# Assignment
Search the material for the string "blue", then return every line where it is found.

# Input records
--*--

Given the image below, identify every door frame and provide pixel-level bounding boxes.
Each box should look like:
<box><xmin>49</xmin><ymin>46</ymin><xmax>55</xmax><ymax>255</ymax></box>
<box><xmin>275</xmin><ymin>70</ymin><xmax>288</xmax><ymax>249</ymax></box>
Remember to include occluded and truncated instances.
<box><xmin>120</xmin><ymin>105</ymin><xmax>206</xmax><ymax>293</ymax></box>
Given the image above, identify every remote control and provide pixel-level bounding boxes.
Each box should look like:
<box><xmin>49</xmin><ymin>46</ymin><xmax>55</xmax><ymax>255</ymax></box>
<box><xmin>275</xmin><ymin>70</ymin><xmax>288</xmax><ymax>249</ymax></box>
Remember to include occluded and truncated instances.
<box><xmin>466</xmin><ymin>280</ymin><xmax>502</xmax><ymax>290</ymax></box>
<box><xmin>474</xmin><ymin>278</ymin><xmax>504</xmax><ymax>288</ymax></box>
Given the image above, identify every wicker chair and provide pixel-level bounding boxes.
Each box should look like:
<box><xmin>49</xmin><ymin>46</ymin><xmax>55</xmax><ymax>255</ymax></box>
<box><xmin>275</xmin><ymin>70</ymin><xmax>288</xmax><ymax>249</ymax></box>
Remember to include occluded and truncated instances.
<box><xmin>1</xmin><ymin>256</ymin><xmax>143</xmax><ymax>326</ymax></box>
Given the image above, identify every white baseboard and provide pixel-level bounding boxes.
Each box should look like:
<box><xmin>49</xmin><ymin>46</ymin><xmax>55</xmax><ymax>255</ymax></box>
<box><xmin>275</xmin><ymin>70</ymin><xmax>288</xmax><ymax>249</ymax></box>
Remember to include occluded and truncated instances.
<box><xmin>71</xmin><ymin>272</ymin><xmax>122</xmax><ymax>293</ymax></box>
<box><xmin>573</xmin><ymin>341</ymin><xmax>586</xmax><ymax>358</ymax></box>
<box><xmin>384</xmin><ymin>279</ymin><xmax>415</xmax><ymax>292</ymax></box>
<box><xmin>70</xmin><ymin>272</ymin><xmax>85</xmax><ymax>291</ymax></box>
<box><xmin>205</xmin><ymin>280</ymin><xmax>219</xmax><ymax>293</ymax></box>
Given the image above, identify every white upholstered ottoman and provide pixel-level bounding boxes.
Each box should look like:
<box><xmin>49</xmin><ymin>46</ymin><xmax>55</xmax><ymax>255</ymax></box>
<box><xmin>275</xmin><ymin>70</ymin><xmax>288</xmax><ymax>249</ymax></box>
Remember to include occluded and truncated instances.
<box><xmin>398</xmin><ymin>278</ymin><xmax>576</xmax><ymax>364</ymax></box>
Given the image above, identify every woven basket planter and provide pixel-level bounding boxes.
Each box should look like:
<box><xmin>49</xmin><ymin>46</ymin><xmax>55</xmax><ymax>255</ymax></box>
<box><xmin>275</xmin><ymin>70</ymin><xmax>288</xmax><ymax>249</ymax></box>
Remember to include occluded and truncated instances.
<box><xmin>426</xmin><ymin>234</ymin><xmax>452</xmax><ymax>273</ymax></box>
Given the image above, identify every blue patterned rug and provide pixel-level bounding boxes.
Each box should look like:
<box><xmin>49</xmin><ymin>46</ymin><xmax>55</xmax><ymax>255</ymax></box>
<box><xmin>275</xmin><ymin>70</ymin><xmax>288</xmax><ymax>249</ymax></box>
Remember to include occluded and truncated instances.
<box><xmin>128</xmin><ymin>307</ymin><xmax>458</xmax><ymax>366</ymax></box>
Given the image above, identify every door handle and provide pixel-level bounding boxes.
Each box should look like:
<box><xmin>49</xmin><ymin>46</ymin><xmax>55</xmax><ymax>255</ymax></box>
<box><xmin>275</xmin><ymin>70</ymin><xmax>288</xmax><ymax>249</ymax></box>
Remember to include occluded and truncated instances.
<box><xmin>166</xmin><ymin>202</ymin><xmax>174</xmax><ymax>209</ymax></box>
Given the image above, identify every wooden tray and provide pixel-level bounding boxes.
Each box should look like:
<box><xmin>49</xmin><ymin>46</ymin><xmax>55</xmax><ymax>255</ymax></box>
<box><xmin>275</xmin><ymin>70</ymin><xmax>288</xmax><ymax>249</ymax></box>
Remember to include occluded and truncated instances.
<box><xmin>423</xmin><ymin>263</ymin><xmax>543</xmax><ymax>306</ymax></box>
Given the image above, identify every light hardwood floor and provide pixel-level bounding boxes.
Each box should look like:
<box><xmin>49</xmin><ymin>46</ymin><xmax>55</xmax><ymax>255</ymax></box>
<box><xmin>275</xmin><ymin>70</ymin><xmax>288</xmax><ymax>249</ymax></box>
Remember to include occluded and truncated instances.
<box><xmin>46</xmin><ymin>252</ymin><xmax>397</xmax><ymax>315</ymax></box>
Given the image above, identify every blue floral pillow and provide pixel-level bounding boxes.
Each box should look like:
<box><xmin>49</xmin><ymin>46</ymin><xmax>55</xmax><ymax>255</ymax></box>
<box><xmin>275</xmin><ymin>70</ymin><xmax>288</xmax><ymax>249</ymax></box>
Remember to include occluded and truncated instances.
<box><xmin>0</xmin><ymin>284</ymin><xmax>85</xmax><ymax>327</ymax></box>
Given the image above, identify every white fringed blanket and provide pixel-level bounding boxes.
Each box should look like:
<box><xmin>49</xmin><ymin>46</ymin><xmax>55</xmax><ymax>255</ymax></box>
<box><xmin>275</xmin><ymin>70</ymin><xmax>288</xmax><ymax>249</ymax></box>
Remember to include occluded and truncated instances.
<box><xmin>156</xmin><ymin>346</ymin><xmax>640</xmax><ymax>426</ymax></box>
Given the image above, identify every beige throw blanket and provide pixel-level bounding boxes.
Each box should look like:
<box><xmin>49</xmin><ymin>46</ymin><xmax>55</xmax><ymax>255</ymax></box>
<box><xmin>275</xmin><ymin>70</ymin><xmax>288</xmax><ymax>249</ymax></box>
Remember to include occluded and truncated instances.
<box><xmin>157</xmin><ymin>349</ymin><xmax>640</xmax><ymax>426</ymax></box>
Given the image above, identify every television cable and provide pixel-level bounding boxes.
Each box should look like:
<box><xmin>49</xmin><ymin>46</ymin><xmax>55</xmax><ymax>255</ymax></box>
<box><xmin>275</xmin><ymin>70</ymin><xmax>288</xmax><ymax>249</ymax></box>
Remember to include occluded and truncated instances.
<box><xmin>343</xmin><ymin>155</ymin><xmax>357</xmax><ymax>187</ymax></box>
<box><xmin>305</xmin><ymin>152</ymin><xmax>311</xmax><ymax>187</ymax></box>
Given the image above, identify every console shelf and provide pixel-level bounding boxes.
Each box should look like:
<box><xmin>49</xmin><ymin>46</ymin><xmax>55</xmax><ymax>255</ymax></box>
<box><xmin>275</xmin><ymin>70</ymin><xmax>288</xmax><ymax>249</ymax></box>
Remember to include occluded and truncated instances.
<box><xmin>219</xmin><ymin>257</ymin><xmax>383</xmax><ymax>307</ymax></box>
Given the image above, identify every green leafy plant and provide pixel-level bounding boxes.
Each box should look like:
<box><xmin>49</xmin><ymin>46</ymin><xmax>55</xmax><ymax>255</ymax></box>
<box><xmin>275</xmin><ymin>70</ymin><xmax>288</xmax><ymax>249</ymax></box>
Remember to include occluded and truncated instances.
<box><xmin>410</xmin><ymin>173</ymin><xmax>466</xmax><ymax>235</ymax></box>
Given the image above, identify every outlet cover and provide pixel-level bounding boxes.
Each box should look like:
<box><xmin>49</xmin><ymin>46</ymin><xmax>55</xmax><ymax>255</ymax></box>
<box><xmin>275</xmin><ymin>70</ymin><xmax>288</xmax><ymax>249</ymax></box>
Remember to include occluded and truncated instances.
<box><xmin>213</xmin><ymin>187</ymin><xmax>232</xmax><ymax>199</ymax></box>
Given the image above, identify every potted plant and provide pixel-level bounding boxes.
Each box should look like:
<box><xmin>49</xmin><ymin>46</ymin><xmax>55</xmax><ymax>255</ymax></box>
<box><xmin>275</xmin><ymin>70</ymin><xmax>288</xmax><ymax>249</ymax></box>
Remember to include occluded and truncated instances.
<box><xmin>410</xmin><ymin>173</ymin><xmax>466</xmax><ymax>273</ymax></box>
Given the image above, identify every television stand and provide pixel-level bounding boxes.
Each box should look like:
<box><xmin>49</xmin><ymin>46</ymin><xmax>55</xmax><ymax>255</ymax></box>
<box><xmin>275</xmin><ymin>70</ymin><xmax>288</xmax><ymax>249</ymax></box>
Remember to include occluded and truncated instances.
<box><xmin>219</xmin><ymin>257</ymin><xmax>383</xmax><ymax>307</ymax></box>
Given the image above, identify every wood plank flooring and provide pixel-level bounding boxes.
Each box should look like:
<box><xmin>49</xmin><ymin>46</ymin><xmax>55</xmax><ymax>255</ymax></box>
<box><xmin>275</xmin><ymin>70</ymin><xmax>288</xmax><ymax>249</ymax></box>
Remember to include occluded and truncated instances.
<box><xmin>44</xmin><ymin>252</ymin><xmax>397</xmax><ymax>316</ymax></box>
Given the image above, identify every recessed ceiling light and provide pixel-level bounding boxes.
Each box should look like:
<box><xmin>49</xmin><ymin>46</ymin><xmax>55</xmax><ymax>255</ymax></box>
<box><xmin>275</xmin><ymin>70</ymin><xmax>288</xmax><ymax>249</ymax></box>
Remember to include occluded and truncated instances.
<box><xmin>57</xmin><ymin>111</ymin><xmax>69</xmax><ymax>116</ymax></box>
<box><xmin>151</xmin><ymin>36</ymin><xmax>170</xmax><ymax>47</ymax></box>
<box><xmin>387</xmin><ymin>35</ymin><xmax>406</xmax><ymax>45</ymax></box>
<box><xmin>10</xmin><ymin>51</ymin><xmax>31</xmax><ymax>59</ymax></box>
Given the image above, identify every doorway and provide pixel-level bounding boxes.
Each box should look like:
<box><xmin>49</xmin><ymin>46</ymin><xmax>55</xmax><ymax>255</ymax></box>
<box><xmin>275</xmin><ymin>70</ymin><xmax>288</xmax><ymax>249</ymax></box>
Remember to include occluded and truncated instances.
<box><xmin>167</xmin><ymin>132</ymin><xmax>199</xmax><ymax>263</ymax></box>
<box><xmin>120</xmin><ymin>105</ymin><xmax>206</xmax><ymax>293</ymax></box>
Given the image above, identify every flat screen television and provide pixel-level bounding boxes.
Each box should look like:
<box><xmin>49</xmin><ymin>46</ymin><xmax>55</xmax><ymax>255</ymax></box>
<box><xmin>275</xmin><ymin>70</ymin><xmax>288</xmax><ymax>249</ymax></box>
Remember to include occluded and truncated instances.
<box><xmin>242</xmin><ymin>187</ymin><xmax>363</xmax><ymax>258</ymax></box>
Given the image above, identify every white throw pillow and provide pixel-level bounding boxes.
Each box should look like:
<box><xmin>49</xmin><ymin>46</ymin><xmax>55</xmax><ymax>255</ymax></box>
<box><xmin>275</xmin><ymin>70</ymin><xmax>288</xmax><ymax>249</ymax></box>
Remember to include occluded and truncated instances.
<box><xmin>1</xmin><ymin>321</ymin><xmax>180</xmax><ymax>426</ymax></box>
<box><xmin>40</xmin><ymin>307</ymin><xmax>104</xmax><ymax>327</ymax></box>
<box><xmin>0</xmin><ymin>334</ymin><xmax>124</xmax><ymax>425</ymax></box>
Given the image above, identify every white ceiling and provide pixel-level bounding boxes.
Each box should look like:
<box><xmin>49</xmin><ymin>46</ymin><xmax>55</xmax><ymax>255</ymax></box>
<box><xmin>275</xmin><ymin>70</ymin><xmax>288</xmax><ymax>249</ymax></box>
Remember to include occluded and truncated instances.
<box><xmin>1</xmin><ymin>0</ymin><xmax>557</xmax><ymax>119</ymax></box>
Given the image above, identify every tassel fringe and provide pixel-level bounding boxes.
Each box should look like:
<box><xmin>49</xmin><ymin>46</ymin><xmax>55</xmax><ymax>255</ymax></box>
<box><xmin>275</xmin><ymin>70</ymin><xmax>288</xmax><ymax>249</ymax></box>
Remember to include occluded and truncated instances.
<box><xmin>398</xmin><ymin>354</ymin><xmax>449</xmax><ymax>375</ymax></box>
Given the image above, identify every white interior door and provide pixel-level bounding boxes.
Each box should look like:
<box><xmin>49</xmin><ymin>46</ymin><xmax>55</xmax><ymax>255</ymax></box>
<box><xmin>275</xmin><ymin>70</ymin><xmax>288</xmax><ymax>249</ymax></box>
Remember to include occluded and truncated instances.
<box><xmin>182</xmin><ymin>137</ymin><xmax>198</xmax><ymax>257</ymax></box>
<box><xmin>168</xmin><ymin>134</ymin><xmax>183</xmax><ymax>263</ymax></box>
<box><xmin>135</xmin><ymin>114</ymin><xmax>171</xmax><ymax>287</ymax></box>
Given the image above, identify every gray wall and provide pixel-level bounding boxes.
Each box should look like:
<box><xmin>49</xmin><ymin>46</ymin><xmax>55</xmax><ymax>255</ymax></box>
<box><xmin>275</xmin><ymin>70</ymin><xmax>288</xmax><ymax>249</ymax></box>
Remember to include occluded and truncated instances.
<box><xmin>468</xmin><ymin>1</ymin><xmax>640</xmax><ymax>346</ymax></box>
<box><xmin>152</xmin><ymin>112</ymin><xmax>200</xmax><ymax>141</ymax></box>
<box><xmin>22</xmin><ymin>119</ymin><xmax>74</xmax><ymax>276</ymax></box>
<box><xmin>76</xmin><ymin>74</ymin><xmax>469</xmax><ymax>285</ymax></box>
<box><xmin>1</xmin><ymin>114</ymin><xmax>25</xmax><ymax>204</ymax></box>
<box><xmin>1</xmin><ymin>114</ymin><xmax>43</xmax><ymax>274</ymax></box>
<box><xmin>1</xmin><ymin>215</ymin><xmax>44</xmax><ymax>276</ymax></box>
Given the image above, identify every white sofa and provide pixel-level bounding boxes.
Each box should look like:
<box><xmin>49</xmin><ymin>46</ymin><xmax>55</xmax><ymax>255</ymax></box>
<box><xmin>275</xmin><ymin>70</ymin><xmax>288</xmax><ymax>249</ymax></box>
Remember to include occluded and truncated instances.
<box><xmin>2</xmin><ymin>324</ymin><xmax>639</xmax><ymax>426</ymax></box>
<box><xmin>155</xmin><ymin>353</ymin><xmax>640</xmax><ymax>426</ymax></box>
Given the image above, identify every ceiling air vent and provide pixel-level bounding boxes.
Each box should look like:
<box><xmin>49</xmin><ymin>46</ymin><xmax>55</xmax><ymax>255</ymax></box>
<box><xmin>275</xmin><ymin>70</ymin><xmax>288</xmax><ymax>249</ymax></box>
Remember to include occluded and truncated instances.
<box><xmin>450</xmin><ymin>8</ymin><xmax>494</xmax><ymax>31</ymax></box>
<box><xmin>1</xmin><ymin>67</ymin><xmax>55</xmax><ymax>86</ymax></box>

--*--

# Response to the exercise
Given the image above, identify every blue patterned rug and provide pixel-level bounding boxes.
Given the image above, identify every blue floral pillow and provide pixel-level bounding boxes.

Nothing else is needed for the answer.